▶ TRAVAIL À FAIRE:
a) D'après l'article sur les listes électorales, pourquoi le chiffre de 200 000 nouvelles inscriptions ne se réduit-il pas à une goutte d'eau face à la population-cible ? Répondez en une à trois phrases.
b) Résumez l'article sur les listes électorales en deux phrases.
c) Relevez toutes les régions citées dans l'article sur les listes électorales, avec le nombre d'inscrits indiqué pour chacune.

▶ EXTRAIT À LIRE:
Listes électorales: l’heure du bilan

A Elecam, le compteur affiche un peu plus de 240 000 nouveaux inscrits.

Elections Cameroon (Elecam), l’institution en charge de l’organisation et de la gestion des élections au Cameroun va fermer, ce 31 août 2015, sa saison annuelle des inscriptions sur les listes électorales. A la date-butoir, des statiques disponibles permettent quelques observations. L’objectif de 200 000 nouvelles inscriptions a été dépassé. A la date du 21 août 2015, les statistiques font état de 240 926 inscrits dont 146 842 hommes et 94 084 femmes. A ce jour, la région du Centre est celle qui a le plus d’inscrits : 47 054 personnes, suivie du Nord-Ouest : 34 231 et de l’Ouest : 33 416 inscrits. Au bas du tableau se trouve la région du Sud avec 6 525 inscrits, loin derrière la région de l’Est : 9 395 inscrits.

Sur une population-cible de près d’une dizaine de millions de personnes, 200 000 nouvelles inscriptions ne sont qu’une goutte d’eau dans la mer. Mais ce chiffre, rappelle Marie-Rose Ndzié, chef de la division de la Communication à Elecam, complète les inscrits de la refonte biométrique de 2013 qui avait enregistré plus de cinq millions d’électeurs. « On va certainement avoisiner 6 millions d’électeurs cette année. Le processus sera relancé l’an prochain et d’ici à 2018 où une échéance électorale est en vue, les chiffres pourraient grossir davantage », espère-t-elle.

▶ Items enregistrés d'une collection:
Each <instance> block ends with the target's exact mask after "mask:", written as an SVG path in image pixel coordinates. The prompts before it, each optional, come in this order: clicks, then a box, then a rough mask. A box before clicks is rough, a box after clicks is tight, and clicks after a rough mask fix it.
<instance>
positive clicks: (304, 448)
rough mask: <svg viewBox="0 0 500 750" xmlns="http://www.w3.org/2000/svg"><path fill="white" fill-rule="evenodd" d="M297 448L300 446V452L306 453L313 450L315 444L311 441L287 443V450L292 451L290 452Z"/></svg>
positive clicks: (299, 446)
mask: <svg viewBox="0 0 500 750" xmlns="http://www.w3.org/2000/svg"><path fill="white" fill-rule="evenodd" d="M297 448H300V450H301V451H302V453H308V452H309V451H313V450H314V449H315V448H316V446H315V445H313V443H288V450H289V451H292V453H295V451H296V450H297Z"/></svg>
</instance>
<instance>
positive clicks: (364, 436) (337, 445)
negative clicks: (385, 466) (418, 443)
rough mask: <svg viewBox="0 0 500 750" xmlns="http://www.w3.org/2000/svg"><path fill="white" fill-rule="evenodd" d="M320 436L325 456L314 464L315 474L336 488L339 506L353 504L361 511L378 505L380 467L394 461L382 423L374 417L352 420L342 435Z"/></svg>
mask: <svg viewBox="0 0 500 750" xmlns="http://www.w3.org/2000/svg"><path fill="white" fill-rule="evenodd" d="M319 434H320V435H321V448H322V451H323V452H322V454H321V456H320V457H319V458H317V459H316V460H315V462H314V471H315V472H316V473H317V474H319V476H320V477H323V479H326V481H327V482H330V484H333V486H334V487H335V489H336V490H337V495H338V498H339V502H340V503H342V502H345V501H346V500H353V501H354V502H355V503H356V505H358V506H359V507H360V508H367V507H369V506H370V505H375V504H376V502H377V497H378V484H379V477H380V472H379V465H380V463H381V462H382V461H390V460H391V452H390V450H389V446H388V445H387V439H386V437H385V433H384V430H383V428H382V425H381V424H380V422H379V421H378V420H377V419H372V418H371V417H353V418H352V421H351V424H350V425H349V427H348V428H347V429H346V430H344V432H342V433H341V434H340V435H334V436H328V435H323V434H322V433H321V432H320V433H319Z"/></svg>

▶ RÉPONSES PAR ITEM:
a) Ces nouvelles inscriptions complètent celles de la refonte biométrique de 2013, qui avait enregistré plus de cinq millions d'électeurs. Le total devrait ainsi avoisiner six millions d'électeurs cette année.

b) Elecam ferme le 31 août 2015 sa saison annuelle d'inscriptions sur les listes électorales avec 240 926 nouveaux inscrits au 21 août, ce qui dépasse l'objectif de 200 000, la région du Centre venant en tête et celle du Sud en dernière position. Modestes face à une population-cible de près de dix millions de personnes, ces inscriptions s'ajoutent aux plus de cinq millions d'électeurs de la refonte biométrique de 2013, et le total devrait avoisiner six millions cette année.

c)
- Centre : 47 054 inscrits
- Nord-Ouest : 34 231 inscrits
- Ouest : 33 416 inscrits
- Est : 9 395 inscrits
- Sud : 6 525 inscrits